Coordinate annotation records

□ □ □ □ □

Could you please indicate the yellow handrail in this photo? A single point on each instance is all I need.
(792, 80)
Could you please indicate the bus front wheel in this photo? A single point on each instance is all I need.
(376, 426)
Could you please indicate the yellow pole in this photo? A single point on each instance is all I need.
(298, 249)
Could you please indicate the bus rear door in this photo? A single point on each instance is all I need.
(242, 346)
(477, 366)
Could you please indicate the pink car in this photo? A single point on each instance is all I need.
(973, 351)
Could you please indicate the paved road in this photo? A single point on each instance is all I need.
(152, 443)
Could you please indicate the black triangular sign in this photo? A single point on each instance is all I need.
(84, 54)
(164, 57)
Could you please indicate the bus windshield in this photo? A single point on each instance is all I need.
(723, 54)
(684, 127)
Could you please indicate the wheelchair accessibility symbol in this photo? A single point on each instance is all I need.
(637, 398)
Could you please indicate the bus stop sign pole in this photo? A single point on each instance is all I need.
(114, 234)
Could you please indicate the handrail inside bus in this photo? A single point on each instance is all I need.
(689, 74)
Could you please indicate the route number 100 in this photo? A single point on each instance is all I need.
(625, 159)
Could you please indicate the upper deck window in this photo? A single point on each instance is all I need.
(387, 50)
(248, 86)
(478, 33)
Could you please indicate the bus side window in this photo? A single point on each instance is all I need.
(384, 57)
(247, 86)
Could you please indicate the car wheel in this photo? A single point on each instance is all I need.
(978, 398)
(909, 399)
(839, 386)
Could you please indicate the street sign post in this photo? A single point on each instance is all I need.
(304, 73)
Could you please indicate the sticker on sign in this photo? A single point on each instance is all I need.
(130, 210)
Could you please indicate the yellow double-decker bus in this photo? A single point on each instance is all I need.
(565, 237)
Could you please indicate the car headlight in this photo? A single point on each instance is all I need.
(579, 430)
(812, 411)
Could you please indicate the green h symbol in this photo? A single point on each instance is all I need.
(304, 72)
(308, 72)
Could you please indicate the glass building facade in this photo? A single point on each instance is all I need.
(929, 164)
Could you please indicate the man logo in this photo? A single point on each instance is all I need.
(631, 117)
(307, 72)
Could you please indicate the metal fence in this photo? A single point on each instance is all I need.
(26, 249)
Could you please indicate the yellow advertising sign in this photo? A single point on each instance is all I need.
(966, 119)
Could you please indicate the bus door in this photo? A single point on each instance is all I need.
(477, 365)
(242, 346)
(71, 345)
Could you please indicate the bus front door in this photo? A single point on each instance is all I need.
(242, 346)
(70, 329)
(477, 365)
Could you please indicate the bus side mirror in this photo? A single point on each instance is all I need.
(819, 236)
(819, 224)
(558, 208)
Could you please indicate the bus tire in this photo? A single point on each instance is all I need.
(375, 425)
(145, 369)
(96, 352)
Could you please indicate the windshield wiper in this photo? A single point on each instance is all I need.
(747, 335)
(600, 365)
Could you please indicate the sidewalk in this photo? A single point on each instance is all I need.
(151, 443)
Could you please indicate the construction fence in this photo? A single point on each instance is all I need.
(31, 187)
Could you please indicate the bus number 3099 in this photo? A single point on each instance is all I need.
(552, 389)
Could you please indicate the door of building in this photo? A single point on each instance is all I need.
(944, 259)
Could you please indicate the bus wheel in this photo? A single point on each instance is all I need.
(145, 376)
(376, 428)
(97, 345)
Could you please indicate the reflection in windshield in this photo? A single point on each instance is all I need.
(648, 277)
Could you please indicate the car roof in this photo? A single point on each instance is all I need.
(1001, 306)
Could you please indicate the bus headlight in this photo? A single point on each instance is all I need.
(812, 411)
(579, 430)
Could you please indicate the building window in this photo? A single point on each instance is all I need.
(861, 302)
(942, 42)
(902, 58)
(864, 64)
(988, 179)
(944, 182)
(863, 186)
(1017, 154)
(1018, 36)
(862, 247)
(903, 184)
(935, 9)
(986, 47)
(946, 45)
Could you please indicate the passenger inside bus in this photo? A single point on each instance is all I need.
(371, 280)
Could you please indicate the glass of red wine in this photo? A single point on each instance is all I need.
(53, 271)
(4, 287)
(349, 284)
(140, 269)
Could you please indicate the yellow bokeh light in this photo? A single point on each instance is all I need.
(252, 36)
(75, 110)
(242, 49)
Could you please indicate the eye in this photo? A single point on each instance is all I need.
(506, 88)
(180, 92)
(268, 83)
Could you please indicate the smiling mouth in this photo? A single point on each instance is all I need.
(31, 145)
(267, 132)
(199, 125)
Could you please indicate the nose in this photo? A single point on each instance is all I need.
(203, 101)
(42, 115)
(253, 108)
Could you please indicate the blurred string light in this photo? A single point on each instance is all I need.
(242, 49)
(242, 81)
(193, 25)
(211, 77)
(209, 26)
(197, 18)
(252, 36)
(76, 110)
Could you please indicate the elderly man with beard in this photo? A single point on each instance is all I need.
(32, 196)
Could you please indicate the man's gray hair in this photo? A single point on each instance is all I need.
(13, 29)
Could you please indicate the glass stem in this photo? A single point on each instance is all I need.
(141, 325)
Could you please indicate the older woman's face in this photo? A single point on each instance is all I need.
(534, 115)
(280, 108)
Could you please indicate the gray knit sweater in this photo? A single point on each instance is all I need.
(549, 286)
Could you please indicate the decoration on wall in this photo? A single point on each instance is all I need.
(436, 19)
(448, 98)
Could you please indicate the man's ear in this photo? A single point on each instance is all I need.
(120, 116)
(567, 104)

□ □ □ □ □

**What you need to do**
Every record above should be copied exactly.

**Result below**
Could you please indicate the yellow handrail in this photo? A single point on each instance is all I need.
(792, 80)
Could you please indicate the bus front wheel in this photo? A single point on each instance is all I need.
(376, 426)
Could you please indicate the yellow pole in this photo? A single point on each instance is all I need.
(298, 249)
Could you please indicate the bus rear door in this photo? A single point on each instance is all I need.
(242, 346)
(477, 366)
Could you please indicate the pink car in this photo? A single point on each instance is all I need.
(973, 351)
Could you please indicate the paved road in this photo? A single point on each instance is all I need.
(152, 443)
Could you please indicate the black triangular sign in this photo? A single point on each instance is all I need.
(84, 54)
(164, 57)
Could you please indicate the bus windshield in this photo? A single point on each instance is all I need.
(723, 54)
(684, 127)
Could you please indicate the wheelchair accessibility symbol in this photo? A single point on each instance is all I need.
(637, 398)
Could you please indicate the bus stop sign pole in this photo? A single point on each instance is all I need.
(114, 234)
Could you please indicate the handrail inside bus in this photo? A single point on each instance is all I need.
(689, 74)
Could you please indicate the route number 100 in this photo? A single point on each instance is all I need.
(625, 159)
Could you please indicate the upper deck window in this photo? A single point on each instance is all I need.
(387, 50)
(248, 86)
(478, 33)
Could you please indicate the bus side window in this photo? A single point on each instance is all I need.
(384, 57)
(247, 86)
Could you please indicate the car wheel in this photo? A single point on each instance is all I need.
(978, 398)
(909, 399)
(839, 386)
Could you please indicate the street sign post in this photo? A single point on each instance is all I need.
(304, 73)
Could you please indicate the sticker on sign in this photo? A single point on each instance is all I need.
(130, 210)
Could you please indicate the yellow double-decker bus in this photo? A single point on each instance is all I need.
(565, 237)
Could you please indicate the car headlight in this photo? A single point on each instance is all I need.
(579, 430)
(812, 411)
Could you please indicate the green h symbol in this photo? A single point on each instance is all I need.
(304, 72)
(308, 72)
Could you please indicate the glass building facade in this photo? A single point on each instance is all I need.
(929, 164)
Could you please indicate the man logo in this photo? A single point on each instance is all I need.
(631, 117)
(307, 72)
Could you please indicate the metal fence in this photo? A single point on each instance is all I need.
(26, 249)
Could you please indicate the yellow advertising sign in this photo? A single point on each instance is all I need.
(966, 119)
Could you please indicate the bus door in this photo? A single point on each instance is all I need.
(477, 365)
(242, 346)
(71, 345)
Could you please indicate the bus front door in this photo? A single point on each instance is all I need.
(242, 346)
(70, 329)
(477, 365)
Could you please indicate the bus side mirror in this photo? A single point on each instance is all I need.
(819, 236)
(819, 224)
(558, 208)
Could you please indicate the bus tire in this photo? A single point on each instance is all I need.
(375, 425)
(145, 369)
(96, 352)
Could you please indicate the windshield wiper in this photo? A single point on each instance is all I need.
(747, 335)
(600, 365)
Could you please indicate the sidewalk in this photo? A single point on each instance is all I need.
(151, 443)
Could you please indicate the construction fence in this photo? A single point on each instance is all I need.
(31, 187)
Could you please indicate the bus number 3099 in this photo? A single point on each instance is all I need.
(552, 389)
Could you please indicate the door of building in this photo? A single point on each instance is all I need.
(944, 259)
Could you please indicate the bus wheel in this photo? A single point on each instance is all I need.
(145, 376)
(376, 428)
(97, 345)
Could you please indicate the reflection in windshield in this photo? A single point on each instance is all I need.
(648, 277)
Could you please indicate the car roof in this photo? A single point on each instance is all I need.
(1001, 306)
Could you please indicate the bus headlight in this photo? A single point on each instance is all I need.
(812, 411)
(579, 430)
Could you please indicate the building window in this photo? A single point on each instance is all I need.
(861, 302)
(942, 42)
(902, 58)
(864, 64)
(988, 179)
(944, 182)
(863, 186)
(1017, 154)
(1018, 36)
(862, 247)
(903, 184)
(935, 9)
(986, 47)
(946, 45)
Could you please indicate the passenger inside bus in this photo? A single point on each instance is all I need.
(371, 280)
Could you please indicate the glass of red wine in this photo? A single point on each instance is all I need.
(53, 271)
(4, 287)
(349, 284)
(140, 269)
Could you please indicate the yellow bokeh light in this photo? A single point on each instance is all I need.
(252, 36)
(75, 110)
(242, 49)
Could you please indicate the eye in this photo? A single point on each instance is all I need.
(506, 88)
(180, 92)
(268, 83)
Could you please indicate the smiling mouth in this photo? A single point on each instance is all I need.
(31, 145)
(267, 132)
(199, 125)
Could you please indicate the nose in this photo? A single point on each instance is all I need.
(203, 101)
(42, 115)
(253, 108)
Could you please indicate the blurred string light in this photo? A single point on each instance is all I need.
(242, 49)
(242, 81)
(193, 25)
(211, 77)
(209, 26)
(197, 18)
(252, 36)
(76, 110)
Could you please indicate the elderly man with beard in this photo? A single point on each instance is all I need.
(32, 196)
Could you please indicate the man's gray hair in this photo? A single point on each instance is all I need.
(13, 29)
Could you please indicate the glass stem in this photo? A single point on each instance is all I need.
(141, 325)
Could you please indicate the older woman's face in this photo? A single point on each instance is all I need.
(534, 115)
(280, 108)
Could you please indicate the gray knit sweater in this photo? A single point on each instance is all I need.
(549, 286)
Could you please indicate the decoration on wall in this photo? A single point on each instance is all I need.
(436, 19)
(448, 98)
Could you please indicate the man's ear in this photo? A single point on each instance is all I need.
(120, 116)
(567, 104)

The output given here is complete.